### What you should do
Continue the article about the FBI's court-ordered takedown of the Coreflood botnet from where it stops.

### Supplied text
FBI takes on Coreflood botnet - but is this a step too far?

Filed Under: Law & order, Malware, Privacy

Two weeks ago, the Federal Bureau of Investigation (FBI) obtained a court order in Connecticut, USA. This court order allowed the FBI to undertake an anti-cybercrime operation of a sort which had never been authorised before in America.

Not only did the cops seize various US-based Command and Control (C&C) servers belonging the Coreflood botnet, but they also redirected all traffic intended for those servers to a surrogate server under their own control.

When infected PCs connected to the surrogate, the cops instructed the bot process to terminate, providing that the PC appeared to be in the US, and thus under their jurisdiction.

What made this court order a first in the US is that it gave law enforcement permission to interfere directly with computers belonging to users who weren't being investigated, or charged with any crime.

The motivation for this novelty was that the Coreflood bot family is notorious for exfiltrating data from infected PCs. As the FBI's Temporary Restraining Order puts it, Coreflood sets out:

to commit wire fraud and bank fraud in violation of Title 18, United States Code, Sections 1343 and 1344, and to engage in unauthorised interception of electronic communications in violation of Title 18, United States Code, Section 2511.

But the Electronic Frontier Foundation (EFF), a worldwide privacy advocacy group, expressed concerns about this sort of legally-endorsed interference. In particular, the EFF pointed out that there is something unappealing about sending commands of any sort to unknown malicious code on someone else's computer without their explicit permission.

This may sound like a petty objection - and perhaps, in the real world, it is - but unless you know exactly which variant of the bot is on each PC, there is always a potential risk with trying to use a bot against itself. What if the crooks have deliberately rewired the "stop" command to carry out a "format hard drive" operation instead?

Nevertheless, the FBI went ahead, and the exercise seems to have been a success. So much so, in fact, that the cops went back to court over the weekend to ask for the two-week court order to be extended for a further month.

### Recorded information
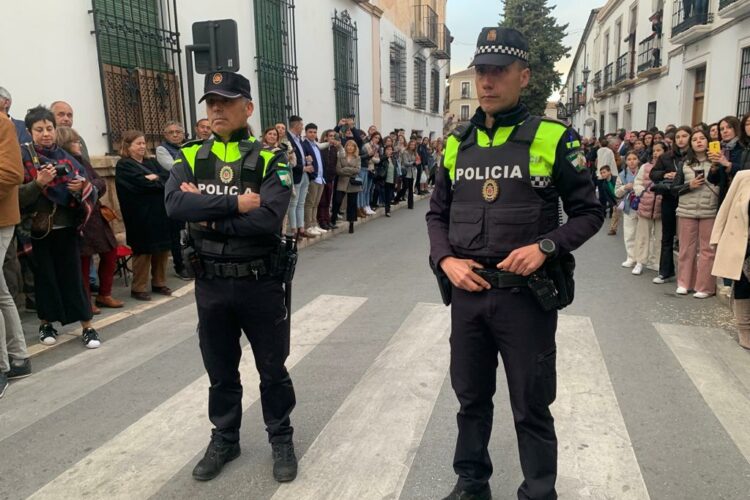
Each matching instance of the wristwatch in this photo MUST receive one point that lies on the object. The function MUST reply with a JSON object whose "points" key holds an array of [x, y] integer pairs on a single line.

### Exercise response
The new court application shows that the original two-week intervention had a measurable effect, documenting graphically the decrease in US-based PCs which tried to connect to the FBI's surrogate C&C server:

The cops also compared the relative drop in Coreflood activity in the US and overseas. Sending "stop" commands to the infected PCs was noticeably more effective than simply cutting those PCs off from the C&C servers:

The big difference in the new court application is that the FBI is now asking to be allowed to uninstall Coreflood from infected PCs, not just to stop the bot process temporarily.

The FBI says it will only attempt this sort of automatic remote disinfection on "infected computers of identifiable victims who have provided written consent to do so." This should keep the EFF happy, but it won't be half as effective as blindly going ahead with automatic disinfection, without waiting for an exchange of written agreements.

Of course, even court-sanctioned auto-cleanup wouldn't solve the real problem. Hundreds of thousands of users in the US (and many more than that overseas) have allowed themselves to get and to remain infected by malware which is comparatively easy to detect, remove and prevent.

As the FBI's court application wryly notes in conclusion:

While the use of an "uninstall" command to remove Coreflood cannot be considered a replacement for the use of properly configured and updated anti-virus software, removing Coreflood from infected computers will at least serve to eliminate a known threat to that victim’s privacy and financial security.

These infected PCs actually pose a known threat not only to the victims, but also to the internet as a whole, and they advertise their infection by openly calling home to the C&C servers.

So, perhaps the FBI should have applied for permission to go at the problem in a much more gung-ho fashion, without the written permission clause?

What you you think?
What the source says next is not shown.